The management team of a SPAC is entrusted with millions of dollars from investors. Unlike many other investments, there is no open-ended freedom to use the funds as they deem fit. Management must find a suitable acquisition target within a predefined period of time – often two years or less. If they cannot find an agreeable deal, funds are returned to investors.

 

Furthermore, once a deal has been identified, SPAC holders retain a choice to participate. In practice, this means that while investors do not choose the acquisition deal, they are able to ‘opt-out’ if they no longer wish to participate – receiving reimbursement of their funds. They’re also able to vote on whether they approve of the investment opportunity presented. SPAC investors get a say, while contributors to traditional venture capital funds do not.

 

They’re easier than ever to access

Thanks to the booming popularity, both retail investors and their private counterparts have increased access to SPACs, from the opposite angle. Retail investors can participate in SPAC IPOs or purchase and trade shares in an already floated vehicle.

Dataset content

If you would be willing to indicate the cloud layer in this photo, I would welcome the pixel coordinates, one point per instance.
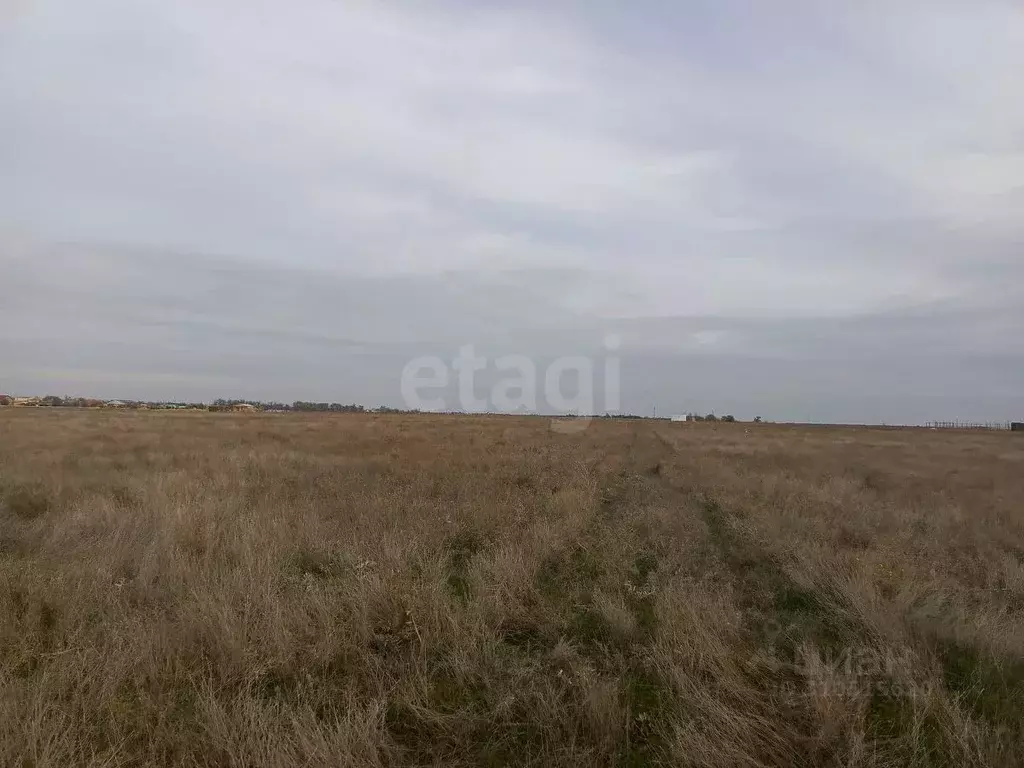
(823, 205)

Exercise requirements
Continue the passage on SPACs from its last sentence. The listing is separate material, unrelated to the passage on SPACs.

The reply
 

Previously, it was far more onerous and prohibitive for public investors to play in the sandpit of private, sophisticated investors. SPACs make the link both feasible and potentially more lucrative than ever before.

 

Private placement investors and institutions that invest in private assets also have far greater liquidation opportunities via SPACs. Instead of conducting an IPO of their own, SPACs offer abundant options to negotiate and sell their company to a trustee of public funds.

 

HUDSONPOINT Capital offers a range of alternative investment opportunities for retail and institutional investors, benefiting in multiple ways from the SPAC structure. By pooling investor’s funds, HUDSONPOINT Capital’s alternative pre-IPO and private investment platform offers unique investment solutions with risk-adjusted return profiles designed to meet your unique financial goals. Get in touch today to discuss your investment options. If you’re interested in adding SPACs to your portfolio, please schedule a call to learn more about SPACs.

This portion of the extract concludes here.